◆ Task brief ◆
Set down exactly the lines that run from the line with "Target: reflection on floor" to the end of the data, and nothing else.

◆ Study material ◆
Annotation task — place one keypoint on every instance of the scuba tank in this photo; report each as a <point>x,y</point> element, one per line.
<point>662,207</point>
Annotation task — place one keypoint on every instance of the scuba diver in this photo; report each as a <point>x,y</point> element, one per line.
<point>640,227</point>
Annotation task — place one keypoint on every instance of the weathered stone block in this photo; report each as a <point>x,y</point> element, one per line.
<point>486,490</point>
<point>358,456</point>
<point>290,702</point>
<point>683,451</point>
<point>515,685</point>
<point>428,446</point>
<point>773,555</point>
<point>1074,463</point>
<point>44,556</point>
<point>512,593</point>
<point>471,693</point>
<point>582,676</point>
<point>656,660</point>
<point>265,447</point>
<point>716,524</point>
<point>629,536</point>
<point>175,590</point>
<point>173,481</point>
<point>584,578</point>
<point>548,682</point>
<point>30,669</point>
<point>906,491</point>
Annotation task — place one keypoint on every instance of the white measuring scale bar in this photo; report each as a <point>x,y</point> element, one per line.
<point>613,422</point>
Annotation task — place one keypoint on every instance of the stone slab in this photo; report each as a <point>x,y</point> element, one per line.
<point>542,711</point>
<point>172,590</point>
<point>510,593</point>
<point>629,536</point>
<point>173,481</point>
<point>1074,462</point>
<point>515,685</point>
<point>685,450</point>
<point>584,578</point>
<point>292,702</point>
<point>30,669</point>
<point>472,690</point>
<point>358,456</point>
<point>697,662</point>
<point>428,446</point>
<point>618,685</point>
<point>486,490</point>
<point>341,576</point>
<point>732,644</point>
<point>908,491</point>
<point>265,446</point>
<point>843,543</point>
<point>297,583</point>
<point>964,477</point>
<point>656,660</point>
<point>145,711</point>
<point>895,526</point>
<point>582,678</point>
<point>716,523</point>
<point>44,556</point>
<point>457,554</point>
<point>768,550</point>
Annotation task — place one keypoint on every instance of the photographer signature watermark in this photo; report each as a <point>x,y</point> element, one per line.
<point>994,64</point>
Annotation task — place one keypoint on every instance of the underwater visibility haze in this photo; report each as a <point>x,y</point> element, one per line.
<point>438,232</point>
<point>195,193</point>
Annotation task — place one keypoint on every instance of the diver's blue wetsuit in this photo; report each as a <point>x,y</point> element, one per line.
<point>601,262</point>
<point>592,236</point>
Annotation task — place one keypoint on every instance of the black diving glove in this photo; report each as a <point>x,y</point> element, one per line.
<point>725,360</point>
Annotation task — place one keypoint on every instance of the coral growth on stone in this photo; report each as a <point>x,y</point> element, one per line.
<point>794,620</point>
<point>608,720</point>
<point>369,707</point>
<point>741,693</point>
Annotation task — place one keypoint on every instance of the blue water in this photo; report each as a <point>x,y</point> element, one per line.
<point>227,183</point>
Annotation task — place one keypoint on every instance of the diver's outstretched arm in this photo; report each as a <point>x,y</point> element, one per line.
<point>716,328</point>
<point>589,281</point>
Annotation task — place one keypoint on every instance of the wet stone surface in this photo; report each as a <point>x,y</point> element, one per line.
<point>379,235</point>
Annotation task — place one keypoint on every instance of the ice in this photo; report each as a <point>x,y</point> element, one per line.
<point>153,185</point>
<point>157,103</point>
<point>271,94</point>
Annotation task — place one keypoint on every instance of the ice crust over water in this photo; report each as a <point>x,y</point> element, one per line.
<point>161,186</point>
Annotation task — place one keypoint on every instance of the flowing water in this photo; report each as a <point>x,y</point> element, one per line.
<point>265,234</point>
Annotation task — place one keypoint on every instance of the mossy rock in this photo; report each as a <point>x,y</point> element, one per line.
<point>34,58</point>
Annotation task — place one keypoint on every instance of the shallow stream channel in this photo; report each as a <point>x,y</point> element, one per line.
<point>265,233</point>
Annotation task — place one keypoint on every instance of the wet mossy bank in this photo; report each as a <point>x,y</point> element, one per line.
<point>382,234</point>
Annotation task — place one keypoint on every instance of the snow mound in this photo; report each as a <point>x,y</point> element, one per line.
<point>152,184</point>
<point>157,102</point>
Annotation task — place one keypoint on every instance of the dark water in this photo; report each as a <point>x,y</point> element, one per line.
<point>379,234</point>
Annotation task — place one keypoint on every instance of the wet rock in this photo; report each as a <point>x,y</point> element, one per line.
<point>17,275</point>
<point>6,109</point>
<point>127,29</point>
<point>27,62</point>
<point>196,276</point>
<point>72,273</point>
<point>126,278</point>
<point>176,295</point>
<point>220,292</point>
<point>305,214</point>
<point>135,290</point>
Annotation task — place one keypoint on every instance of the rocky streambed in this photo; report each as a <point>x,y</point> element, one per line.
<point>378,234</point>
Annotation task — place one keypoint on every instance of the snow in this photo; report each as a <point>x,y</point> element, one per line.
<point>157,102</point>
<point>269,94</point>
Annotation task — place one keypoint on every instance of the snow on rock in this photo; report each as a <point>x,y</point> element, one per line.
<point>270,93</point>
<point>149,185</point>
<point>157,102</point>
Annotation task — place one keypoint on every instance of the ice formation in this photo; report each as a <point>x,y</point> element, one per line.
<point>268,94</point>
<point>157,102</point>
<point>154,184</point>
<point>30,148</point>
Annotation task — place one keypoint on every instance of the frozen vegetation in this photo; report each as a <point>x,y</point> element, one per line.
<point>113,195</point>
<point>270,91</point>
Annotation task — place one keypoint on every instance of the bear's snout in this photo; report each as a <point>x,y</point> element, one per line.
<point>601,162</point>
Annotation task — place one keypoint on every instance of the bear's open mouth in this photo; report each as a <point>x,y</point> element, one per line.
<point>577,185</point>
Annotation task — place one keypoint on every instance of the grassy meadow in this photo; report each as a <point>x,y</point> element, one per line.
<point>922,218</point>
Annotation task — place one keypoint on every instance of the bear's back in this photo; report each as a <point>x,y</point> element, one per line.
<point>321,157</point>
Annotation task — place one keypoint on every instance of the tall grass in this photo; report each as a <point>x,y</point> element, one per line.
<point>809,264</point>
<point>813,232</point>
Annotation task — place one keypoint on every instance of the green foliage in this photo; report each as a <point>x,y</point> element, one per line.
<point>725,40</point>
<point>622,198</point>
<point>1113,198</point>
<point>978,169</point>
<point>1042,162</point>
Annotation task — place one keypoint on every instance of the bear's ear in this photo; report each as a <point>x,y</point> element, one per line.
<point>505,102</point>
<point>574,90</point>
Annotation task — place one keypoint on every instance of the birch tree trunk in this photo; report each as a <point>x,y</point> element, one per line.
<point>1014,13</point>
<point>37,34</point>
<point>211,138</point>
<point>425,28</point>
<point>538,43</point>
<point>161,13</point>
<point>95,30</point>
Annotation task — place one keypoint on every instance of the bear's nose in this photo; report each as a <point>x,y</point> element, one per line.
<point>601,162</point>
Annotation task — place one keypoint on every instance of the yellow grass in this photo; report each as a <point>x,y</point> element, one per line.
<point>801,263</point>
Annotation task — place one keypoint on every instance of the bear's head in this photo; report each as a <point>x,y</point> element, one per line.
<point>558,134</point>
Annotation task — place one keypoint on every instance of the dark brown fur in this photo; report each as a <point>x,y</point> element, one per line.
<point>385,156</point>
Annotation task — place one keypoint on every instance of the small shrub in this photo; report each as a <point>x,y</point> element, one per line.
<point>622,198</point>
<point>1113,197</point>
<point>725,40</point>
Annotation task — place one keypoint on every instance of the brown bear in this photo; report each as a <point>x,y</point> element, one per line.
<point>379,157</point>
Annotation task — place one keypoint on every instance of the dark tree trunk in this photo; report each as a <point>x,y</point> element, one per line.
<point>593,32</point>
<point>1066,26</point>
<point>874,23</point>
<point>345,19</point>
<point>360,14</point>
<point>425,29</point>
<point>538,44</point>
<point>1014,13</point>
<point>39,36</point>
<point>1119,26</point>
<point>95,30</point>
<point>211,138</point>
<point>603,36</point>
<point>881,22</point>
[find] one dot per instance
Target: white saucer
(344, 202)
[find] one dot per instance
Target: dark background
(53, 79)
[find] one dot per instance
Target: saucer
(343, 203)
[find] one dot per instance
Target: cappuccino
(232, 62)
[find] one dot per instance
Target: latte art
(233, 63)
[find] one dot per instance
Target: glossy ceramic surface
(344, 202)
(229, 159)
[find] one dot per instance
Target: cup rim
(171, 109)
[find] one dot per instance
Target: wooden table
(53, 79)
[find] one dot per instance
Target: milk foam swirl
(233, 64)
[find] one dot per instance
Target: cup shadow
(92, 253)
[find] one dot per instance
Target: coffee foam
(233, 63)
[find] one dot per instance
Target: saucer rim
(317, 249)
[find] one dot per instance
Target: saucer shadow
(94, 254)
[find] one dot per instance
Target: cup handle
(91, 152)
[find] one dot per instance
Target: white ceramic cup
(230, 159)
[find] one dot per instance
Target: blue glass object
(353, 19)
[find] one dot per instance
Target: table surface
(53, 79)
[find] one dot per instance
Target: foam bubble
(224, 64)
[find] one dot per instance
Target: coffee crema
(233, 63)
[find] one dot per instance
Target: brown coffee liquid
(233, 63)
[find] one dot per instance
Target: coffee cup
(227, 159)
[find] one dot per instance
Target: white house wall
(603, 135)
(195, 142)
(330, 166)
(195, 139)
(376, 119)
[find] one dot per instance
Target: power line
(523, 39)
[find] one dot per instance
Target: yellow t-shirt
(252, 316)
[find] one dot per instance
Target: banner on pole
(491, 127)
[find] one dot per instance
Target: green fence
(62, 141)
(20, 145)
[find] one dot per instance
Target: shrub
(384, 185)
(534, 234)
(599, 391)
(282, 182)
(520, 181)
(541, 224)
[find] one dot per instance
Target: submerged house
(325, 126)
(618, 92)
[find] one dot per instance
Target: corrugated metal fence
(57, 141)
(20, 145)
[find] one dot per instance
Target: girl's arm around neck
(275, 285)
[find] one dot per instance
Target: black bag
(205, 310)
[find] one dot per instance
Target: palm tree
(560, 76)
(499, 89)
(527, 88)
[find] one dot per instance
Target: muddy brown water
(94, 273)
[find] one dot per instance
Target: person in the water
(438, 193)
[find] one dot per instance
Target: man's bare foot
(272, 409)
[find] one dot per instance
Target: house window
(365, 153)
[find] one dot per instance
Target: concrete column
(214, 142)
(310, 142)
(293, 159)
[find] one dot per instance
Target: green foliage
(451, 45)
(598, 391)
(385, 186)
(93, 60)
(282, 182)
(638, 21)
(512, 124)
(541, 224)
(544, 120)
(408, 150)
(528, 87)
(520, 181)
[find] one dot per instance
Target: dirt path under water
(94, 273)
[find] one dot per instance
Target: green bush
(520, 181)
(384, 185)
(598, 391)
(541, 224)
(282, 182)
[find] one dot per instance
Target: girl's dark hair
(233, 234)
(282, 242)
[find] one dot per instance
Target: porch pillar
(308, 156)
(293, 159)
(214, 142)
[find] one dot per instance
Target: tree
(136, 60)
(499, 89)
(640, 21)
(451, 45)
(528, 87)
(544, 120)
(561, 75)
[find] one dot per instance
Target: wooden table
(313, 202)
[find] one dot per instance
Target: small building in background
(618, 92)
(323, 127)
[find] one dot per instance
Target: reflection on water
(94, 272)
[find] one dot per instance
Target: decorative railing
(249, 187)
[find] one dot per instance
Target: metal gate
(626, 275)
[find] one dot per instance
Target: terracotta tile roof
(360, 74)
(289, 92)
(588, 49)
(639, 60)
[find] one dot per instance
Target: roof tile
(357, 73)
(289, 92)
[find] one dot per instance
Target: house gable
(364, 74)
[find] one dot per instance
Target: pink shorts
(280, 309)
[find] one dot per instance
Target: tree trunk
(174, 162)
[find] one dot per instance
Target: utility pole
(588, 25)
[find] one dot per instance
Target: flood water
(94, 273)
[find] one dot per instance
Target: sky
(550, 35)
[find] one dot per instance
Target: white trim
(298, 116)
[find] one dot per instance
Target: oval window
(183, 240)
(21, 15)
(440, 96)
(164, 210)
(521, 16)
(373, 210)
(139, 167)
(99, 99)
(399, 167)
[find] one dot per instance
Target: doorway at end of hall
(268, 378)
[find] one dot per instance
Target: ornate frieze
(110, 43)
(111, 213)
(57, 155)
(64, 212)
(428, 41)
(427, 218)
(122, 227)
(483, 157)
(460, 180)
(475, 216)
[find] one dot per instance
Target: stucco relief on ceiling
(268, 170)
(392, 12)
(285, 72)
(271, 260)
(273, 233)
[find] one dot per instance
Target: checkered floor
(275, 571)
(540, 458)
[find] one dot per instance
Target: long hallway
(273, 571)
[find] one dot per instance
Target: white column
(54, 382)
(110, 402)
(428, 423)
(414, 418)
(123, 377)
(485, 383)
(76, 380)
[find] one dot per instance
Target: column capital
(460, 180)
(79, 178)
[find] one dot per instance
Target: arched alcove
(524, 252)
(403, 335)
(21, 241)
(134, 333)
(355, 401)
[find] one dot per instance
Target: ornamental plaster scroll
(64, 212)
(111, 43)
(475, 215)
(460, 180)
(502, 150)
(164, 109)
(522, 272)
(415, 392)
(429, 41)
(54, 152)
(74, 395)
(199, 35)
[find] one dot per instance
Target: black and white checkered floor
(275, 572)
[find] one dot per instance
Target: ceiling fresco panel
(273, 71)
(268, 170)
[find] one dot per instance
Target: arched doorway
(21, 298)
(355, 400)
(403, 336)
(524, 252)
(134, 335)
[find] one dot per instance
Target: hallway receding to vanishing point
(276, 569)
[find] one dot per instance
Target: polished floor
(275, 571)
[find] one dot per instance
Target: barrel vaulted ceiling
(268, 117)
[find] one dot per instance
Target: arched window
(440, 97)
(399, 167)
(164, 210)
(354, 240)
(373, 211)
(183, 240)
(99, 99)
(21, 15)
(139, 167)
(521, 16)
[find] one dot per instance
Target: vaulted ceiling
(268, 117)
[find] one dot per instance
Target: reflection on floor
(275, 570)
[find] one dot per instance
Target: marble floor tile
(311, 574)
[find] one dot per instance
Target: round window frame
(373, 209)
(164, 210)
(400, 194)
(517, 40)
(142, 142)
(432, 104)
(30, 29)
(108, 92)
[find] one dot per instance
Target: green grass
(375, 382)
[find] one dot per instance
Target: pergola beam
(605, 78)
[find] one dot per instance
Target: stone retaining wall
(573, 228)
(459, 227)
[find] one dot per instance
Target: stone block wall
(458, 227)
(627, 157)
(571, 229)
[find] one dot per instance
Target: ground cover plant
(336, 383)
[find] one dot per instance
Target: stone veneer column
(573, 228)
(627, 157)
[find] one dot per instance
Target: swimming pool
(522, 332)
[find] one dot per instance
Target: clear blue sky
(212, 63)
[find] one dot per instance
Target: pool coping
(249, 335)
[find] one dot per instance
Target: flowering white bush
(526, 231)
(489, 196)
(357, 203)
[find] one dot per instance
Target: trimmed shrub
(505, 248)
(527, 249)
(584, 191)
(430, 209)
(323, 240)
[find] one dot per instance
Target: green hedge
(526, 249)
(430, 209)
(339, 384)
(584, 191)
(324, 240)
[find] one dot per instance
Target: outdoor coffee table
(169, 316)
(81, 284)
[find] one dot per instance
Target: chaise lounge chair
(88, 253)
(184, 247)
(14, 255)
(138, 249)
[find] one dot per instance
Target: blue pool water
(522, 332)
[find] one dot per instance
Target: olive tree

◆ Response for this exercise ◆
Target: reflection on floor
(275, 570)
[find] one dot per instance
Target: marble floor tile
(311, 574)
[find] one dot per instance
Target: round window frame
(373, 209)
(164, 210)
(400, 194)
(517, 40)
(142, 142)
(432, 104)
(30, 29)
(108, 92)
[find] one dot per instance
Target: green grass
(375, 382)
[find] one dot per instance
Target: pergola beam
(605, 78)
[find] one dot per instance
Target: stone retaining wall
(573, 228)
(459, 227)
[find] one dot per instance
Target: stone block wall
(458, 227)
(627, 157)
(571, 229)
[find] one dot per instance
Target: ground cover plant
(336, 383)
[find] one dot per instance
Target: stone veneer column
(573, 228)
(627, 157)
[find] one dot per instance
Target: swimming pool
(522, 332)
[find] one dot per instance
Target: clear blue sky
(212, 63)
[find] one dot per instance
Target: pool coping
(249, 335)
[find] one dot per instance
Target: flowering white bush
(526, 231)
(489, 196)
(357, 203)
[find] one dot per instance
Target: trimmed shrub
(505, 248)
(527, 249)
(584, 191)
(430, 209)
(323, 240)
[find] one dot per instance
Target: green hedge
(526, 249)
(430, 209)
(339, 384)
(584, 191)
(324, 240)
[find] one dot per instance
Target: outdoor coffee table
(169, 316)
(81, 284)
[find] one dot per instance
Target: chaise lounge chair
(88, 253)
(184, 247)
(14, 255)
(138, 249)
[find] one dot per instance
Target: blue pool water
(522, 332)
[find] one dot per instance
Target: olive tree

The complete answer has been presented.